Entries from a pointing dataset:
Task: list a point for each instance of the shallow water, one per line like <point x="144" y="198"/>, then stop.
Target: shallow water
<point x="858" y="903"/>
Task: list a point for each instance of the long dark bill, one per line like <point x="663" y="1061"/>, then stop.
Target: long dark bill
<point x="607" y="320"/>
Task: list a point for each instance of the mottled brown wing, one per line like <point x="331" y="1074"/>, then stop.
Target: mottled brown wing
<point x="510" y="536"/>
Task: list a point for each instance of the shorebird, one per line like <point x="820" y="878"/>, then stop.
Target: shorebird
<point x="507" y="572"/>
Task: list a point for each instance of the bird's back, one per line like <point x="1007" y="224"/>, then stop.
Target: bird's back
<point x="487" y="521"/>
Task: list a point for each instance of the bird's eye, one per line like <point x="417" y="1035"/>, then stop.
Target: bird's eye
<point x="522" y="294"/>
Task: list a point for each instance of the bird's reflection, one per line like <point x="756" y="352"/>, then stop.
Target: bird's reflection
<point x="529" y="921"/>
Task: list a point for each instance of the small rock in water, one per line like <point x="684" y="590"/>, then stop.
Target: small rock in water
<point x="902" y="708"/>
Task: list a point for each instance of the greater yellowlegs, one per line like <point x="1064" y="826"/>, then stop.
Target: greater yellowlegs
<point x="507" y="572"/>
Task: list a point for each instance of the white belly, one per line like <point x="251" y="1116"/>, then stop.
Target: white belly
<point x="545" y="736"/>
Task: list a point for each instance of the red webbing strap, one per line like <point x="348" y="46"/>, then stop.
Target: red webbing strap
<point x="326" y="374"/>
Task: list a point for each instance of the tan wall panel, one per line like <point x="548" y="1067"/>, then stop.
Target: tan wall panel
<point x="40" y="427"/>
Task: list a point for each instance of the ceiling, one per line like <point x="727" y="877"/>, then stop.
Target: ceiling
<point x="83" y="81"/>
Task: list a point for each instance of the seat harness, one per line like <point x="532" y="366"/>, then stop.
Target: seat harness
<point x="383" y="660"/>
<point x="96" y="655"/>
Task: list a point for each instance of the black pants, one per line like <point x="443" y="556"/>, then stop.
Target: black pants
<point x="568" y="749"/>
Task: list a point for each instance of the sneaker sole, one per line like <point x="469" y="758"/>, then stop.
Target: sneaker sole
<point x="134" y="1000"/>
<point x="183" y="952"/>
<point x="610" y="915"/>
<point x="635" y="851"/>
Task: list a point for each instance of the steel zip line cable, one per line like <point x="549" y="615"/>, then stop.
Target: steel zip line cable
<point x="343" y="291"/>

> _THE EXERCISE_:
Could you reproduce the records above word for word, from the line containing "Task: list a point for each instance of the sneaker" through the final line of the records, both ends included?

> _ANSWER BELOW_:
Task: list a point for each instance of the sneaker sole, one per line like <point x="469" y="758"/>, then stop.
Target: sneaker sole
<point x="134" y="1000"/>
<point x="183" y="952"/>
<point x="610" y="915"/>
<point x="635" y="851"/>
Task: list a point for each instance of the steel zip line cable, one per line like <point x="549" y="615"/>, then stop.
Target: steel zip line cable
<point x="343" y="291"/>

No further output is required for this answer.